◆ Exercise goal
Pick out every line of the listing below that contains the string "carpet", matching case exactly, and copy each line in full.
[Start of Source data]
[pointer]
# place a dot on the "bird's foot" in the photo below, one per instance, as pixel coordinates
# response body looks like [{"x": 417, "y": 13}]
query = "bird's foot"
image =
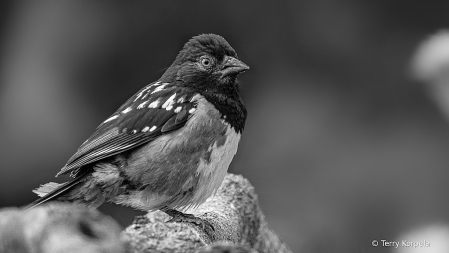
[{"x": 178, "y": 216}]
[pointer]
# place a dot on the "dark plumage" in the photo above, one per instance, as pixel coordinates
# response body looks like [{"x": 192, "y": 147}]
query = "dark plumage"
[{"x": 169, "y": 146}]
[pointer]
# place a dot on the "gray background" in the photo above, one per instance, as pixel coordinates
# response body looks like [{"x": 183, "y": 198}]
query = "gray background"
[{"x": 341, "y": 146}]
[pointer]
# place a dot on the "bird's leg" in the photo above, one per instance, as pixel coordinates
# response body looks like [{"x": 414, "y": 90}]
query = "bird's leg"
[{"x": 178, "y": 216}]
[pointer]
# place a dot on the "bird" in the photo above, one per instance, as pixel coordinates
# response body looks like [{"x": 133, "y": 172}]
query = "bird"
[{"x": 169, "y": 146}]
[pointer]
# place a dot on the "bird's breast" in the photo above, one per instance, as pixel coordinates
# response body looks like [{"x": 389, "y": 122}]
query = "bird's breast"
[{"x": 184, "y": 167}]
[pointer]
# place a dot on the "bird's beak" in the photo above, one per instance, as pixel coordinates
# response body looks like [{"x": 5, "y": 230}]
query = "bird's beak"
[{"x": 232, "y": 66}]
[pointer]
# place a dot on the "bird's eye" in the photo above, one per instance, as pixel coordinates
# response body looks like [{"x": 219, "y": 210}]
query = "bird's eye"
[{"x": 206, "y": 61}]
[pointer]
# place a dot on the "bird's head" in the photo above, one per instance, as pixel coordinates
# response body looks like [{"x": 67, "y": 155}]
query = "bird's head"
[{"x": 206, "y": 63}]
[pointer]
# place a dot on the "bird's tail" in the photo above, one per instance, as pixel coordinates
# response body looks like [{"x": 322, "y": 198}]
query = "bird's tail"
[{"x": 52, "y": 191}]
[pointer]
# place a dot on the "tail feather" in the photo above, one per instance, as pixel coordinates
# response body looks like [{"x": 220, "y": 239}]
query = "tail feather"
[{"x": 52, "y": 191}]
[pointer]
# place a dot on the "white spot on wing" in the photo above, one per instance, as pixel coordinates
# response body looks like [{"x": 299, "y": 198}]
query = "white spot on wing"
[
  {"x": 127, "y": 110},
  {"x": 142, "y": 105},
  {"x": 142, "y": 91},
  {"x": 111, "y": 118},
  {"x": 153, "y": 104},
  {"x": 169, "y": 103},
  {"x": 159, "y": 88},
  {"x": 178, "y": 109}
]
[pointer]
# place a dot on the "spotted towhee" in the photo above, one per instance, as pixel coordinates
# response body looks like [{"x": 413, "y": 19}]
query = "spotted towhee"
[{"x": 170, "y": 145}]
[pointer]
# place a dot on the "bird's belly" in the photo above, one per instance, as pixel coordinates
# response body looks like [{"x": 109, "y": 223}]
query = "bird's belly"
[{"x": 183, "y": 168}]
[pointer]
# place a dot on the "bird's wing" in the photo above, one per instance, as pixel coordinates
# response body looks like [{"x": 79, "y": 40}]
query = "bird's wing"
[{"x": 156, "y": 109}]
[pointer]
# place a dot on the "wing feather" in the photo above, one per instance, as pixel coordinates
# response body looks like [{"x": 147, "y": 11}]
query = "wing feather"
[{"x": 156, "y": 109}]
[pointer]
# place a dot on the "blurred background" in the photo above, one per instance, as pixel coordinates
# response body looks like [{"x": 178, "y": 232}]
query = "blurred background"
[{"x": 342, "y": 145}]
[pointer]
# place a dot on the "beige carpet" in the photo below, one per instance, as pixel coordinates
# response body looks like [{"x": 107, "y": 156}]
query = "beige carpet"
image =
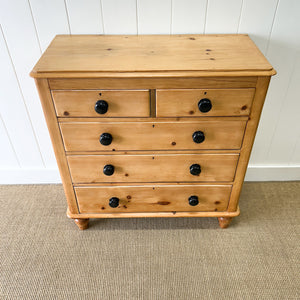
[{"x": 44, "y": 256}]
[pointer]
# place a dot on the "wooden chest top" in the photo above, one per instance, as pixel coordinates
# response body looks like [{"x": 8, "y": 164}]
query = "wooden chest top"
[{"x": 152, "y": 55}]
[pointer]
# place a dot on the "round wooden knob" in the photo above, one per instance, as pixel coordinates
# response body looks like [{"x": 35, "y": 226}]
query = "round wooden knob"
[
  {"x": 204, "y": 105},
  {"x": 101, "y": 107},
  {"x": 114, "y": 202},
  {"x": 193, "y": 201}
]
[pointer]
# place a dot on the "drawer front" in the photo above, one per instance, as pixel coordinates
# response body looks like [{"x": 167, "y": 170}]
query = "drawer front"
[
  {"x": 203, "y": 102},
  {"x": 152, "y": 198},
  {"x": 116, "y": 103},
  {"x": 153, "y": 136},
  {"x": 152, "y": 168}
]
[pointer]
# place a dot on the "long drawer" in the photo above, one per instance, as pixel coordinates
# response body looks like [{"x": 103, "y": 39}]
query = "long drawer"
[
  {"x": 110, "y": 103},
  {"x": 156, "y": 198},
  {"x": 152, "y": 168},
  {"x": 203, "y": 102},
  {"x": 208, "y": 134}
]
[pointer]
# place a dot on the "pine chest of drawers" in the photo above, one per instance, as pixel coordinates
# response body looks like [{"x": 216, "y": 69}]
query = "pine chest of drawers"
[{"x": 152, "y": 126}]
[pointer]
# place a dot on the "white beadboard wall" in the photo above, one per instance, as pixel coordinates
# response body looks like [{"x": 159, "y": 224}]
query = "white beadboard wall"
[{"x": 28, "y": 26}]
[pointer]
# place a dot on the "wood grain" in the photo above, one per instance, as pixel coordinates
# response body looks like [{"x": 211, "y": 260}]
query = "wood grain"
[
  {"x": 152, "y": 198},
  {"x": 258, "y": 102},
  {"x": 151, "y": 53},
  {"x": 152, "y": 136},
  {"x": 49, "y": 112},
  {"x": 152, "y": 168},
  {"x": 173, "y": 214},
  {"x": 149, "y": 81},
  {"x": 121, "y": 103},
  {"x": 183, "y": 103}
]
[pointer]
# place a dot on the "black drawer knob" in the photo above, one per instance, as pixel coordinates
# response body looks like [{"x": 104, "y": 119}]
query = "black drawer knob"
[
  {"x": 105, "y": 139},
  {"x": 101, "y": 107},
  {"x": 108, "y": 170},
  {"x": 114, "y": 202},
  {"x": 198, "y": 137},
  {"x": 193, "y": 201},
  {"x": 204, "y": 105},
  {"x": 195, "y": 169}
]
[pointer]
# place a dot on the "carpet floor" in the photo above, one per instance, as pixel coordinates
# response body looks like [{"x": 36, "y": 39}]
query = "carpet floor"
[{"x": 43, "y": 255}]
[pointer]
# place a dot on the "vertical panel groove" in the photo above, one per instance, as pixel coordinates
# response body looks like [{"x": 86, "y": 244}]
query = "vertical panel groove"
[
  {"x": 281, "y": 106},
  {"x": 137, "y": 17},
  {"x": 171, "y": 17},
  {"x": 270, "y": 34},
  {"x": 10, "y": 142},
  {"x": 206, "y": 7},
  {"x": 240, "y": 18},
  {"x": 102, "y": 15},
  {"x": 33, "y": 21},
  {"x": 294, "y": 150},
  {"x": 68, "y": 17},
  {"x": 23, "y": 99}
]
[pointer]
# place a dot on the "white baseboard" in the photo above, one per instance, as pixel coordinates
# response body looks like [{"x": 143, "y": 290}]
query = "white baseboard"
[
  {"x": 273, "y": 173},
  {"x": 29, "y": 176},
  {"x": 46, "y": 176}
]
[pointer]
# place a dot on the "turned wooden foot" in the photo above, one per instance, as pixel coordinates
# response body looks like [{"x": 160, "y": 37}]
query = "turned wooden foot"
[
  {"x": 82, "y": 223},
  {"x": 224, "y": 222}
]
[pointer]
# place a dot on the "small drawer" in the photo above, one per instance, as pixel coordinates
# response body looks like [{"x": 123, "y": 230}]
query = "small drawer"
[
  {"x": 97, "y": 136},
  {"x": 203, "y": 102},
  {"x": 102, "y": 103},
  {"x": 152, "y": 168},
  {"x": 156, "y": 198}
]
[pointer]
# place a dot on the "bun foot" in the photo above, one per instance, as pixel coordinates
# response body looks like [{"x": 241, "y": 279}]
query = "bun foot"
[
  {"x": 224, "y": 222},
  {"x": 82, "y": 223}
]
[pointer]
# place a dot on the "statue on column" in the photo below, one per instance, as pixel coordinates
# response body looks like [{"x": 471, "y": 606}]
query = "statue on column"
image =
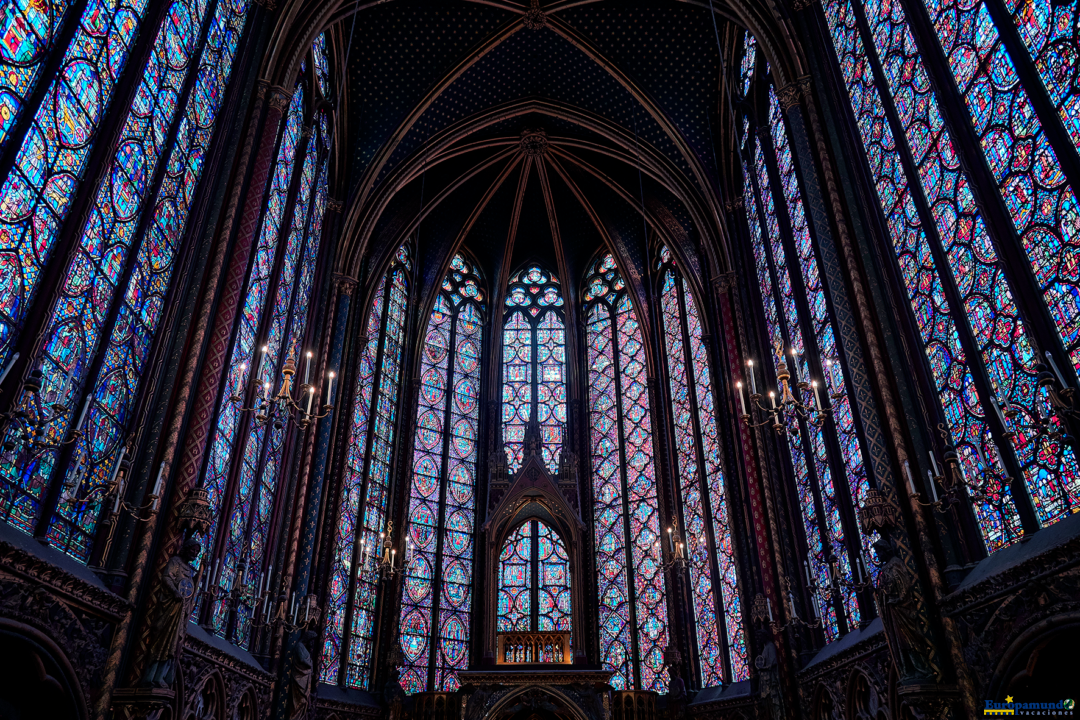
[
  {"x": 903, "y": 628},
  {"x": 174, "y": 597},
  {"x": 299, "y": 685}
]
[End of Source data]
◆ Solution to this task
# place a dot on the "beige carpet" in the photo below, one per instance, as pixel coordinates
query = "beige carpet"
# place a dot on the "carpet floor" in the photo above, one per instance, as pixel coordinates
query = "carpet floor"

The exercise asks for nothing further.